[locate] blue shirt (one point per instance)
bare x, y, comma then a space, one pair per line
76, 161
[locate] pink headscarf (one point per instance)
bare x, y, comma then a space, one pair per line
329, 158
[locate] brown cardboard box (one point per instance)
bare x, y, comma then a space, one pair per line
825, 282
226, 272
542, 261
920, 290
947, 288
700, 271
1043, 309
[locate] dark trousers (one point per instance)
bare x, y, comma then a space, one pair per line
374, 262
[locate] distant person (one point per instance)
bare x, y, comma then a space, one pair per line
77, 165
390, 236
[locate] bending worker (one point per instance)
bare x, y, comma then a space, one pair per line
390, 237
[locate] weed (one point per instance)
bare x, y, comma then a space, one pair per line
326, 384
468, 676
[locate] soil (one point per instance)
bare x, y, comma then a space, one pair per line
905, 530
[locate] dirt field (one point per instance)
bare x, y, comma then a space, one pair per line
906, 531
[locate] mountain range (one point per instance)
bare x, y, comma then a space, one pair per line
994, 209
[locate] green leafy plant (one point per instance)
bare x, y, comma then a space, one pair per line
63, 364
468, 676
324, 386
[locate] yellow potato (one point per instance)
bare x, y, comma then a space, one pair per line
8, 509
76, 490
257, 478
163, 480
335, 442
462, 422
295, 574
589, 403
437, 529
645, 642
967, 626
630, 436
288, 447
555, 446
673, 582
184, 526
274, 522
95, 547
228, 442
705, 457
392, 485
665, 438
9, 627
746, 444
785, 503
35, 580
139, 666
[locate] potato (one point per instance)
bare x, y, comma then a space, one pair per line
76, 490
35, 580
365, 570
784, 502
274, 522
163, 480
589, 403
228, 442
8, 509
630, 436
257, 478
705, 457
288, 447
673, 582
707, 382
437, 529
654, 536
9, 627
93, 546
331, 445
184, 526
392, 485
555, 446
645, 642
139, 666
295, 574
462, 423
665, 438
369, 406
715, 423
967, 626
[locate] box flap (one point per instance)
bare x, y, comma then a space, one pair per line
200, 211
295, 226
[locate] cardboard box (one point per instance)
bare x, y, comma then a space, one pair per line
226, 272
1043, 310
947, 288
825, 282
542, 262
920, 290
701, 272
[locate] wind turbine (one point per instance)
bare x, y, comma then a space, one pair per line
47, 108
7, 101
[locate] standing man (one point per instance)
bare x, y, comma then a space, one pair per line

-.-.-

| WORK REQUIRED |
From the line holding "[locate] potato (one point per instance)" down to the final line above, quote every line exactly and only those lines.

| THE REPLY |
[locate] potato (one point per instance)
bare x, y, comma then a space, one pair per line
76, 490
35, 580
365, 570
784, 502
274, 522
163, 480
589, 403
228, 442
8, 509
630, 436
257, 478
705, 457
288, 447
673, 582
707, 382
437, 529
654, 536
9, 627
93, 546
331, 445
184, 526
392, 485
555, 446
645, 642
139, 666
295, 574
462, 423
665, 438
369, 406
715, 423
967, 626
[locate] box flap (one point per instance)
bare x, y, comma then a space, one pair per line
200, 211
295, 226
[locate] cardboard box (one point per instance)
bare x, y, comma then a space, one pair per line
226, 272
1043, 310
947, 288
825, 282
542, 262
920, 290
701, 272
[locate] wind turbine (one point per instance)
bare x, y, comma then a space, one pair per line
47, 108
7, 101
[locate] standing man (one point per instance)
bare x, y, comma then a space, one pair per line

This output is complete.